(Position annotation listing)
______
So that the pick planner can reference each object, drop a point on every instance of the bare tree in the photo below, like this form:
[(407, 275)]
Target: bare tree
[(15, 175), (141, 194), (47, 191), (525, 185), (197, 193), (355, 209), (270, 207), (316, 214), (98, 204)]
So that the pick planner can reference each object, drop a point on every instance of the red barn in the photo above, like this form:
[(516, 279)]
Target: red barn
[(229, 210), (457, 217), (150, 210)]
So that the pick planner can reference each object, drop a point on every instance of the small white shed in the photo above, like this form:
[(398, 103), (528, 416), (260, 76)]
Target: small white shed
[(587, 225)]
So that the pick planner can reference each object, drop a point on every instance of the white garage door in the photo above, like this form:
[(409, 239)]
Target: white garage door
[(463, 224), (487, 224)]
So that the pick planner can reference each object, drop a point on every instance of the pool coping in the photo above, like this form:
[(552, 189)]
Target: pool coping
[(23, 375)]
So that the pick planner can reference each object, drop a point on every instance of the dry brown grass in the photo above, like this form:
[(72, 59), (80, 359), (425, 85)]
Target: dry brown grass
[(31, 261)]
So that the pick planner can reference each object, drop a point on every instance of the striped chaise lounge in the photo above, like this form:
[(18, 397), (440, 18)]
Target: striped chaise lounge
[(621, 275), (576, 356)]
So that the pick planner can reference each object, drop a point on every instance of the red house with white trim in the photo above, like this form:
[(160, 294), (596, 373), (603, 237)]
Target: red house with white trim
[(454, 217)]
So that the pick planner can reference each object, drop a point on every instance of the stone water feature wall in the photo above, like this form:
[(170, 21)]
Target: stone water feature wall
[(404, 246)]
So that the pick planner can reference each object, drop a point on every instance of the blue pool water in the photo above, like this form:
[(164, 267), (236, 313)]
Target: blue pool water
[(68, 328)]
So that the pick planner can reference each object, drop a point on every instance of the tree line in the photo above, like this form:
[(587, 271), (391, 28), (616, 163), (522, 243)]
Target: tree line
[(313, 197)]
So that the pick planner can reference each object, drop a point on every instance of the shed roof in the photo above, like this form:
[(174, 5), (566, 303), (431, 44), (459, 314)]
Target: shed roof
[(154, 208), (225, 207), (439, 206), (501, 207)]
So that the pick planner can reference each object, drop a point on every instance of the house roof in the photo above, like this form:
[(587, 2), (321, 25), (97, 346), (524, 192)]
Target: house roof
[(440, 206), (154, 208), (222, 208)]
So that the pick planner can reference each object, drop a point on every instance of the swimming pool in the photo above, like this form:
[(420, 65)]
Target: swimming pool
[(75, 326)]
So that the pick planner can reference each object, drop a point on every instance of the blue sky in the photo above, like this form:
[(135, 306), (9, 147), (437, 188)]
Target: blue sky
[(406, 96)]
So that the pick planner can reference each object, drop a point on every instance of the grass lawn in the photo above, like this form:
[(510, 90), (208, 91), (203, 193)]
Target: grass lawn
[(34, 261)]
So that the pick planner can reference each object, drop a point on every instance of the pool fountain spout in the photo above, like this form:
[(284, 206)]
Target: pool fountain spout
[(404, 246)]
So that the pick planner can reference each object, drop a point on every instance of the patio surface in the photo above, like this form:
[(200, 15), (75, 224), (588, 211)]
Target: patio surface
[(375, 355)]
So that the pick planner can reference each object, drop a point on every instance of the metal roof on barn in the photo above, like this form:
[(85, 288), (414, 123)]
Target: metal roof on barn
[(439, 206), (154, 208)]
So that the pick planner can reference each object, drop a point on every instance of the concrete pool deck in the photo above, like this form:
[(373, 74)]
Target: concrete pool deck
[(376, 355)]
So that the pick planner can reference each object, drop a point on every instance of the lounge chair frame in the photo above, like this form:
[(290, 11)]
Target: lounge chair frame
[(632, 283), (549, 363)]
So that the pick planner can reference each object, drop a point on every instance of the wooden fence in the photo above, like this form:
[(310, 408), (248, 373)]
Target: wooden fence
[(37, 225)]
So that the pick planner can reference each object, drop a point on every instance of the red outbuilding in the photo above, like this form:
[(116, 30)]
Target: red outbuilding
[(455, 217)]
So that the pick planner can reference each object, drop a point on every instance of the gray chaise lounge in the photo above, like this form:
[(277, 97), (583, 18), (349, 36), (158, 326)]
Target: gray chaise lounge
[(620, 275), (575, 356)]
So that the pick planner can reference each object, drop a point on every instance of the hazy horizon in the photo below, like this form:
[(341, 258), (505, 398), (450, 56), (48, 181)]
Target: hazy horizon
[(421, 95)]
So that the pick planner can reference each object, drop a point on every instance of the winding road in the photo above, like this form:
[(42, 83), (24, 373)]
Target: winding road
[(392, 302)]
______
(Written instruction):
Rescale the lines between the one holding "the red outbuilding" and the one holding "[(421, 95)]", inclusive, and write out all of them again, requests included. Multiply each point coordinate in the answers by 2.15 and round to whole numbers with halves going up, but leave the requests and their sample points unchanged.

(Complete output):
So that the pick planner can reference each object, drop a point on every instance of the red outbuilding in the photo above, like this form:
[(116, 30)]
Target: red outbuilding
[(978, 467)]
So that the pick planner can reference each object, drop a point on every instance of the gray chaise lounge in the photo above, like this form:
[(277, 97), (583, 18), (349, 36), (158, 326)]
Target: gray chaise lounge
[(1333, 591), (1236, 765)]
So that the pick planner can reference each object, drop a point on every instance of the hazy horizon in the photo below, like this form:
[(341, 258), (505, 398), (450, 56), (48, 181)]
Target: hazy horizon
[(905, 204)]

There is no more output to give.